Data for the task =>
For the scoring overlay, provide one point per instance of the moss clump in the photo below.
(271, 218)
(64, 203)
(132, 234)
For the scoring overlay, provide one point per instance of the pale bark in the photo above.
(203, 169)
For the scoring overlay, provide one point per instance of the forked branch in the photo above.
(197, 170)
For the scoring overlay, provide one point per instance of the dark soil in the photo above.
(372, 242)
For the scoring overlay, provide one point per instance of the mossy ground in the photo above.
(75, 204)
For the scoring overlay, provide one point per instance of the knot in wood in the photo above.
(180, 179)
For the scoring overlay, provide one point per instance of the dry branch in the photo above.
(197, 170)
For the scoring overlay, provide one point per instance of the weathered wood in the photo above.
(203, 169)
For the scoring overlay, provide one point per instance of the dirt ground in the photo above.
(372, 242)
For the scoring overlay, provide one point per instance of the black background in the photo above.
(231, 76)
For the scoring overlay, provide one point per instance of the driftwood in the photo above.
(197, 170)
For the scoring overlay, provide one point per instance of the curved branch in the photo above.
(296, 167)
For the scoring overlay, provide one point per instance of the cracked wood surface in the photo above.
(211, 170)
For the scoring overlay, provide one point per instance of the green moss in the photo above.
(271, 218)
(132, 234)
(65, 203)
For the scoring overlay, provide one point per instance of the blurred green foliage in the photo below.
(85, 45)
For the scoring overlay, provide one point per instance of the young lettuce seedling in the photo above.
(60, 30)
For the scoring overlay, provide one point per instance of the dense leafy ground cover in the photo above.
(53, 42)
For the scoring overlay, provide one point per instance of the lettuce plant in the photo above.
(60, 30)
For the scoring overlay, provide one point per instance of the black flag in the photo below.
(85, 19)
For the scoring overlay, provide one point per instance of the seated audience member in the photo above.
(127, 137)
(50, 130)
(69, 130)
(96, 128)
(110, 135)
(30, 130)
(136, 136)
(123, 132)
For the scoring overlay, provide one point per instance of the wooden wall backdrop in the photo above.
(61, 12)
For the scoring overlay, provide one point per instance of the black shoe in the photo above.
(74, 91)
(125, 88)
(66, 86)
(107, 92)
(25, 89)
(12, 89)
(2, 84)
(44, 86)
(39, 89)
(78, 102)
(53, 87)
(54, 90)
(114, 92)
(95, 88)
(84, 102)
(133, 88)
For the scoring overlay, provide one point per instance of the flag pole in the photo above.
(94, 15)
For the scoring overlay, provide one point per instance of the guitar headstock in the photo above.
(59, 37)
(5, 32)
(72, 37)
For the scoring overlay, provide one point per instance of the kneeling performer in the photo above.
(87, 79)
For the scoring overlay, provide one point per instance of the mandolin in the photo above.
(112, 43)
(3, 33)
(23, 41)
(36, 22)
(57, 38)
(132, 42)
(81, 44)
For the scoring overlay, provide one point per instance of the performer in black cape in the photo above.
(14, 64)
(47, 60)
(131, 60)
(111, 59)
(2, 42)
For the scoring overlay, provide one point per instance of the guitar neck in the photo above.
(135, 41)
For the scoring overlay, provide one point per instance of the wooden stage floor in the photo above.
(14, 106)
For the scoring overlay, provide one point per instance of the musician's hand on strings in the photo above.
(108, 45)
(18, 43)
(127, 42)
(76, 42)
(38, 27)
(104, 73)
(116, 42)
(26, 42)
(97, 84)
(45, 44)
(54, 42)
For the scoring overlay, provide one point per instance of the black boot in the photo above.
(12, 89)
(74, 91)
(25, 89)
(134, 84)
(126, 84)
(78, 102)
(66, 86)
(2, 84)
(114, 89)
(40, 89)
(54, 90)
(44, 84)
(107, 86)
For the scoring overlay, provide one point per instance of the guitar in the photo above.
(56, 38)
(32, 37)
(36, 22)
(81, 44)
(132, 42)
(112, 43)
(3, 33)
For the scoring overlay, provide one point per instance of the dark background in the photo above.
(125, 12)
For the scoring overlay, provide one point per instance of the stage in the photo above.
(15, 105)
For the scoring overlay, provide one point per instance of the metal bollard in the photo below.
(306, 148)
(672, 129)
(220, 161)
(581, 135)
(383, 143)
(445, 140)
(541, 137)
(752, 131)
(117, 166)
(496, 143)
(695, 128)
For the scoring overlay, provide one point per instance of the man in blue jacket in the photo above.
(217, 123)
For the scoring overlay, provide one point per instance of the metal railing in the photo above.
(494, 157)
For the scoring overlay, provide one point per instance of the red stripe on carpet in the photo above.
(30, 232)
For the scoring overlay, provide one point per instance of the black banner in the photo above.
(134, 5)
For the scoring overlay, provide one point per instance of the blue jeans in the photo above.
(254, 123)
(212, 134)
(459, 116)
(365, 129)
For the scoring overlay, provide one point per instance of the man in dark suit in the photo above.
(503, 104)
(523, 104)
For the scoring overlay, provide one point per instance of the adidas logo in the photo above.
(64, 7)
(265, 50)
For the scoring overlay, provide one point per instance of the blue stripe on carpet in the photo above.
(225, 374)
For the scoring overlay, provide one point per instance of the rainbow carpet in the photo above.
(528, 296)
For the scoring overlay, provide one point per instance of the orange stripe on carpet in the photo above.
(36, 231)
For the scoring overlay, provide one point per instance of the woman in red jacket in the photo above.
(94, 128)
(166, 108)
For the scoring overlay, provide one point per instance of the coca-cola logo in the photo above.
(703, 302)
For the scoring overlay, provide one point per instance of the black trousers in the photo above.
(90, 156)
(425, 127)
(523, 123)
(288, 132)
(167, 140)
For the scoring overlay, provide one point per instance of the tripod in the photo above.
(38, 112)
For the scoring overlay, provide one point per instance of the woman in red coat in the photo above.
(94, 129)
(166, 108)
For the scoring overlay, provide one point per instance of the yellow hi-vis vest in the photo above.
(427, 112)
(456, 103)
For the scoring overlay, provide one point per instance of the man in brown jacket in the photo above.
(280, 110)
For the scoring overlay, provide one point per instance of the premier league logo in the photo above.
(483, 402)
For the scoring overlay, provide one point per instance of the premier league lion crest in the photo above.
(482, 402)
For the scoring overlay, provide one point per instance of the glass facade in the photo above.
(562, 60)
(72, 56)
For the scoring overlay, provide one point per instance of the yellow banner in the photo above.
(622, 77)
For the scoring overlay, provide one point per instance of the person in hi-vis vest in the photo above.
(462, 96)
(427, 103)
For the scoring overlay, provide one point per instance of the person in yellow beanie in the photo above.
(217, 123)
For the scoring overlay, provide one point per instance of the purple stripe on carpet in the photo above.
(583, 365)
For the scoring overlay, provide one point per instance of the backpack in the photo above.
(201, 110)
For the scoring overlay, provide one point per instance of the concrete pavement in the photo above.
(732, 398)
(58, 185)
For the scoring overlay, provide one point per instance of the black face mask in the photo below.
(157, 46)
...
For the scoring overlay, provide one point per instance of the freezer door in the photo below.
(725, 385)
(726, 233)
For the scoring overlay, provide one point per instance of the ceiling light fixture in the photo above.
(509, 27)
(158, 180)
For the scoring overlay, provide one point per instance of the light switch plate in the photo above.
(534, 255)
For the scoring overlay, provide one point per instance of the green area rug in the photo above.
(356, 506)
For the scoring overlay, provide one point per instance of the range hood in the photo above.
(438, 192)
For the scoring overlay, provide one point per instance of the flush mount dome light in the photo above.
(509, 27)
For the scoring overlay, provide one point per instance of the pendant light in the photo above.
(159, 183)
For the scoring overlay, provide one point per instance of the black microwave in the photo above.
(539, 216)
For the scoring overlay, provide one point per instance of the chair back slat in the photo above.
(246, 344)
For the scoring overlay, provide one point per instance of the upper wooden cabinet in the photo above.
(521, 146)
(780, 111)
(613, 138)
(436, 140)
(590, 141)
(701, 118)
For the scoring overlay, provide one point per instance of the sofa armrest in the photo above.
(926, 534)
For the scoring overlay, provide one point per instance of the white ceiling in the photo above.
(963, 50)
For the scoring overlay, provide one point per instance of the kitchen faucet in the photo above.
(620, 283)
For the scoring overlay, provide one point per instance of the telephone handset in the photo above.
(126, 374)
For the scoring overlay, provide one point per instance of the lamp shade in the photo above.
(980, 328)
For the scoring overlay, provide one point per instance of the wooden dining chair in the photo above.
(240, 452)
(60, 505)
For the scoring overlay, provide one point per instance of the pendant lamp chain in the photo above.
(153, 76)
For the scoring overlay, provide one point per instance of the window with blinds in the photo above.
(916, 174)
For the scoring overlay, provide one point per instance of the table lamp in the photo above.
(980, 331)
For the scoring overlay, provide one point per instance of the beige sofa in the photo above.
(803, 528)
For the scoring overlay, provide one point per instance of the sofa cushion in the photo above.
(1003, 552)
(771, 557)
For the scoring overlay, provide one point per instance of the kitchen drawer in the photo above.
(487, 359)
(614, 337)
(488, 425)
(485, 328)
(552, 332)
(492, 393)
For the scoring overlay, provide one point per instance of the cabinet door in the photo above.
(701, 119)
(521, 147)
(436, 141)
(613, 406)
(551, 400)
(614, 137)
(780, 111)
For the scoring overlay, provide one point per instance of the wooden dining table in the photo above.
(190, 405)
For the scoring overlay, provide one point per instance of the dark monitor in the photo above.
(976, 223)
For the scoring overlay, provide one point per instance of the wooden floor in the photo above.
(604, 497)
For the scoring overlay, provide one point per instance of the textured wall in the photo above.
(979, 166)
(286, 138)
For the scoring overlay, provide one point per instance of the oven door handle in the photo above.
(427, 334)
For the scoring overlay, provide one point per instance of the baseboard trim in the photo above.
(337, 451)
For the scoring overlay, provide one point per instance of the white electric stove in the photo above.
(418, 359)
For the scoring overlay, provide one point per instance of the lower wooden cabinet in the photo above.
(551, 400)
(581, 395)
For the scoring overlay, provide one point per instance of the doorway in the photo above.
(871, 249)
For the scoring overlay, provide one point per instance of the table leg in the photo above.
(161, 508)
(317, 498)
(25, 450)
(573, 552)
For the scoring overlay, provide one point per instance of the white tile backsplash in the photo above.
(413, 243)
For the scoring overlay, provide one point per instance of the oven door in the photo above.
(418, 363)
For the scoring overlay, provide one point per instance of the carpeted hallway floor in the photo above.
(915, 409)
* * *
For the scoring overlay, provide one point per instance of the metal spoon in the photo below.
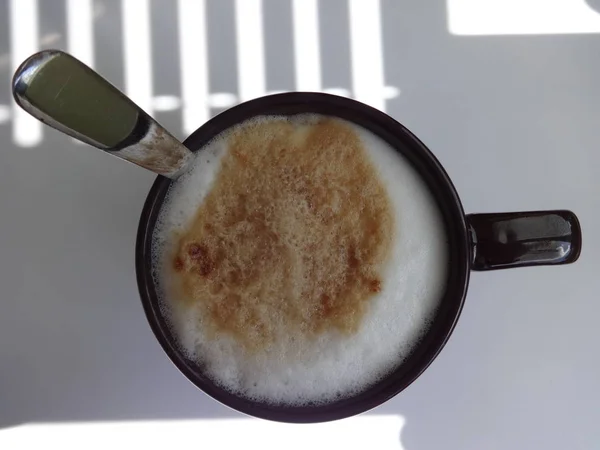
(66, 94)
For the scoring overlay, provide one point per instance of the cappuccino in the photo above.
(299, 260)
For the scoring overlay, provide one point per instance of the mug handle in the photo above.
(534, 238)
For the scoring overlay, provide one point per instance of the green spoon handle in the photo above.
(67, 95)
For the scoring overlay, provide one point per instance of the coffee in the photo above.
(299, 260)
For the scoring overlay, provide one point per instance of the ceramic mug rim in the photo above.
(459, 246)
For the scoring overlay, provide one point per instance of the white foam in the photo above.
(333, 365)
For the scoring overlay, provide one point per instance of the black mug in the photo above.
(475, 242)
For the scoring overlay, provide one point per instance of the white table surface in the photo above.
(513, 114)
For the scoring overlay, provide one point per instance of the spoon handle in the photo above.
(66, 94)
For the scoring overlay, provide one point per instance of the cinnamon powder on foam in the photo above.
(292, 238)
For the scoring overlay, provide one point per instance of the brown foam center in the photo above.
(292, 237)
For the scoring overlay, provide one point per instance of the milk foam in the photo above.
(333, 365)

Goal => Gather each line from the entries above that contains the word "branch", and copy every such line in full.

Solution below =>
For the scoring overlay, provide one point per instance of the forked branch in the photo above.
For the scoring overlay, provide one point per instance of the dry branch in the photo above.
For the scoring overlay, provide one point per instance of the curved branch in the photo above.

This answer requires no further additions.